_WORK ITEM_.
How many lines in the records contain the string "positive"? Reply with the number alone.

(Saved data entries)
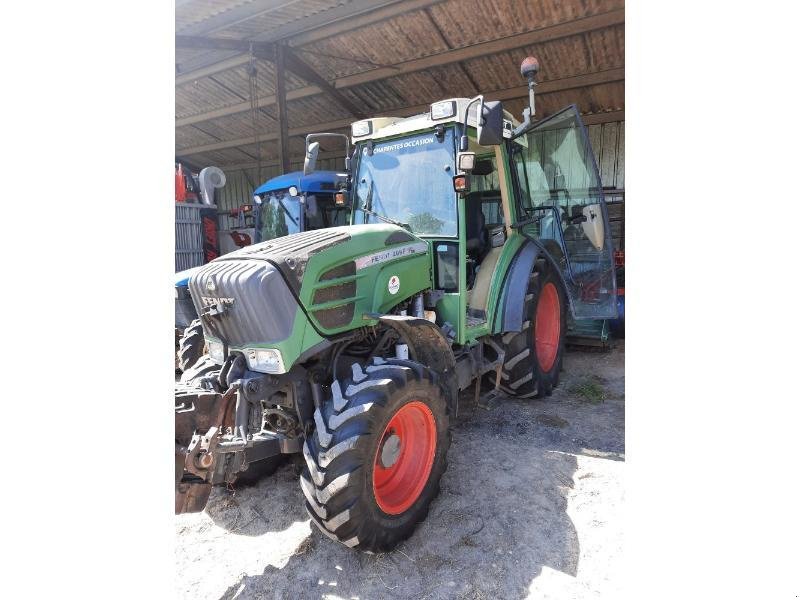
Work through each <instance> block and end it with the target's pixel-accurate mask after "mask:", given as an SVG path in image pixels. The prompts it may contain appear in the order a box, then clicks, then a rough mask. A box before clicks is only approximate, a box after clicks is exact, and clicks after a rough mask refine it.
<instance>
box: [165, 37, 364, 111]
mask: <svg viewBox="0 0 800 600" xmlns="http://www.w3.org/2000/svg"><path fill="white" fill-rule="evenodd" d="M175 46H176V47H177V48H208V49H214V50H220V49H226V50H239V51H241V52H248V53H249V52H251V51H252V53H253V55H254V56H256V57H257V58H262V59H265V60H269V61H271V62H273V63H274V62H275V60H276V59H275V57H276V48H277V45H276V44H275V43H272V42H242V41H239V40H224V39H218V38H206V37H197V36H186V35H176V36H175ZM281 46H282V47H283V52H284V61H285V66H286V69H288V70H289V71H291V72H292V73H294V74H295V75H297V76H298V77H300V78H301V79H304V80H305V81H307V82H309V83H311V84H313V85H314V86H315V88H316V89H318V90H319V91H321V92H322V93H324V94H328V95H329V96H330V97H331V98H333V99H334V100H335V101H336V102H337V103H338V104H340V105H341V106H342V107H343V108H345V109H346V110H347V111H348V112H349V113H350V114H351V115H353V116H354V117H357V118H359V119H363V118H364V113H363V112H362V110H361V108H360V107H359V106H357V105H356V104H355V103H354V102H352V101H351V100H350V99H349V98H348V97H347V96H345V95H344V94H342V93H341V92H340V91H339V90H338V89H336V88H335V87H334V86H333V85H331V84H330V83H328V81H327V80H326V79H325V78H324V77H323V76H322V75H320V74H319V73H317V72H316V71H315V70H314V69H313V68H312V67H311V65H309V64H308V63H307V62H305V61H304V60H303V59H301V58H300V57H298V56H297V55H296V54H294V53H293V52H292V51H291V50H290V49H289V48H288V47H287V46H285V45H281ZM270 98H272V100H273V102H272V104H274V103H275V96H274V95H271V96H270ZM245 104H247V106H248V110H249V109H250V108H251V106H250V102H249V101H247V102H246V103H245ZM259 106H263V105H262V104H261V102H260V101H259Z"/></svg>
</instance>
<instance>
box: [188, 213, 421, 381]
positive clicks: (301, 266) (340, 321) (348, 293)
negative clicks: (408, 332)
mask: <svg viewBox="0 0 800 600" xmlns="http://www.w3.org/2000/svg"><path fill="white" fill-rule="evenodd" d="M431 264H432V263H431V258H430V252H429V244H428V242H426V241H425V240H422V239H420V238H418V237H416V236H414V235H413V234H411V233H409V232H408V231H406V230H405V229H403V228H401V227H398V226H395V225H389V224H369V225H351V226H346V227H332V228H329V229H322V230H316V231H306V232H303V233H297V234H294V235H288V236H284V237H280V238H276V239H273V240H269V241H267V242H262V243H260V244H255V245H253V246H248V247H246V248H242V249H241V250H238V251H236V252H232V253H230V254H226V255H224V256H221V257H220V258H218V259H216V260H214V261H212V262H210V263H209V264H207V265H205V266H203V267H202V268H200V269H199V270H198V271H197V272H196V273H195V274H194V275H193V276H192V278H191V280H190V282H189V289H190V291H191V294H192V299H193V301H194V303H195V306H196V307H197V310H198V313H199V314H203V313H204V312H205V313H206V315H207V317H204V318H203V327H204V328H205V331H206V335H207V336H210V337H211V338H215V339H218V340H220V341H221V342H223V343H224V344H225V345H226V346H227V347H228V348H229V349H232V350H235V349H245V348H252V347H269V348H279V347H280V346H291V349H290V348H288V347H287V348H285V349H282V348H279V349H281V351H282V353H283V357H284V363H285V365H286V368H287V369H288V368H289V366H290V363H291V362H292V359H293V358H296V357H297V356H299V355H300V354H301V353H302V352H304V351H305V350H308V348H309V347H310V346H311V345H313V344H314V343H318V342H319V341H321V340H322V339H324V338H327V337H330V336H333V335H336V334H338V333H342V332H345V331H349V330H351V329H356V328H359V327H363V326H365V325H369V324H374V323H375V321H374V320H370V319H368V318H367V319H365V315H368V314H371V313H383V312H387V311H388V310H389V309H391V308H392V307H394V306H396V305H397V304H399V303H400V302H402V301H404V300H406V299H408V298H410V297H411V296H413V295H414V294H416V293H418V292H420V291H423V290H426V289H429V288H430V287H431V285H432V273H431Z"/></svg>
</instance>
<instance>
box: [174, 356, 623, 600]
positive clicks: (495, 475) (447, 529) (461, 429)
mask: <svg viewBox="0 0 800 600" xmlns="http://www.w3.org/2000/svg"><path fill="white" fill-rule="evenodd" d="M624 359H625V355H624V348H623V347H622V346H621V345H619V346H618V347H617V348H616V349H614V350H613V351H611V352H609V353H599V352H580V351H569V352H568V353H567V355H566V358H565V371H564V373H563V374H562V379H561V381H562V382H561V385H560V386H559V388H558V389H557V390H556V391H555V392H554V393H553V395H552V396H551V397H550V398H547V399H546V400H534V401H516V400H510V399H507V398H502V399H501V401H499V402H498V403H497V404H495V405H494V407H493V408H492V409H491V410H488V411H487V410H484V409H482V408H478V407H476V406H475V405H474V402H473V399H472V394H471V393H468V394H464V395H463V396H462V400H461V405H460V414H459V417H458V419H457V420H456V424H455V427H454V431H453V443H452V446H451V448H450V451H449V454H448V459H449V466H448V469H447V472H446V473H445V474H444V477H443V478H442V485H441V488H442V491H441V494H440V496H439V497H438V498H437V499H436V500H435V501H434V503H433V505H432V507H431V511H430V514H429V515H428V518H427V520H426V521H425V522H424V523H423V524H421V525H420V526H419V527H418V528H417V530H416V531H415V533H414V535H413V536H412V537H411V538H410V539H409V540H407V541H405V542H404V543H402V544H401V545H400V546H399V547H398V548H397V549H396V550H395V551H393V552H391V553H388V554H375V555H368V554H364V553H359V552H354V551H352V550H350V549H348V548H346V547H344V546H342V545H339V544H336V543H334V542H332V541H331V540H329V539H328V538H326V537H324V536H323V535H322V534H320V533H319V532H318V531H317V529H316V527H314V526H312V525H311V523H310V519H309V518H308V517H307V515H306V513H305V510H304V508H303V494H302V492H301V490H300V486H299V483H298V478H297V477H296V476H295V475H294V472H293V470H292V468H291V466H290V465H286V466H284V467H282V468H281V469H280V470H279V471H278V472H277V473H276V474H275V475H274V476H272V477H268V478H266V479H265V480H263V481H261V482H260V483H259V484H258V485H257V486H255V487H250V488H243V489H239V490H236V491H228V490H225V489H218V490H215V491H214V492H213V493H212V496H211V500H210V502H209V505H208V507H207V508H206V510H205V511H204V512H203V513H198V514H191V515H179V516H177V517H176V518H175V524H176V526H175V531H176V544H177V547H176V557H175V558H176V588H177V589H176V591H177V596H178V597H180V598H187V599H189V598H191V599H192V600H204V599H207V598H214V599H216V598H225V599H233V598H241V599H244V598H275V599H284V598H320V599H340V598H341V599H350V598H353V599H359V600H364V599H368V598H369V599H371V598H420V599H421V598H430V599H434V598H464V599H482V598H509V599H510V598H559V599H561V598H580V599H584V598H616V597H619V596H620V587H621V571H622V564H621V563H622V546H623V540H622V521H623V506H624V489H625V488H624V464H625V463H624V458H625V433H624V430H625V376H624ZM312 530H313V531H312Z"/></svg>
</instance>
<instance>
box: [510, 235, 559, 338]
mask: <svg viewBox="0 0 800 600" xmlns="http://www.w3.org/2000/svg"><path fill="white" fill-rule="evenodd" d="M538 258H544V259H545V260H546V261H547V262H548V263H550V267H551V268H552V269H553V271H554V272H555V273H556V276H557V277H558V279H559V281H560V282H561V287H562V289H563V290H564V292H565V294H564V295H565V297H566V298H567V303H568V304H569V307H570V310H572V299H571V298H570V295H569V293H568V290H567V286H566V282H565V281H564V275H563V273H561V269H559V268H558V265H557V263H556V262H555V260H554V259H553V257H552V256H551V255H550V253H549V252H548V251H547V250H546V249H545V248H544V246H542V245H541V244H540V243H538V242H537V241H535V240H529V241H526V242H525V243H524V244H523V245H522V247H521V248H520V249H519V250H518V251H517V255H516V256H515V257H514V259H513V260H512V261H511V267H510V268H509V270H508V274H507V275H506V279H505V281H504V282H503V291H502V293H501V295H500V310H499V311H498V312H497V316H496V317H495V319H496V322H495V327H494V331H495V333H504V332H506V331H522V324H523V323H524V322H525V314H524V311H525V294H527V293H528V280H529V279H530V276H531V273H532V272H533V267H534V265H535V264H536V260H537V259H538Z"/></svg>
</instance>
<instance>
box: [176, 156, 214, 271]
mask: <svg viewBox="0 0 800 600" xmlns="http://www.w3.org/2000/svg"><path fill="white" fill-rule="evenodd" d="M224 185H225V173H223V172H222V169H220V168H218V167H206V168H205V169H203V170H201V171H200V173H199V174H196V175H195V174H193V173H192V172H191V171H190V170H189V169H187V168H184V165H182V164H180V163H178V164H176V165H175V270H176V271H183V270H185V269H189V268H192V267H199V266H201V265H204V264H206V263H207V262H209V261H212V260H214V259H215V258H217V257H218V256H219V243H218V227H217V205H216V203H215V197H214V196H215V191H216V190H217V189H219V188H221V187H223V186H224Z"/></svg>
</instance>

_YOUR SOLUTION_.
2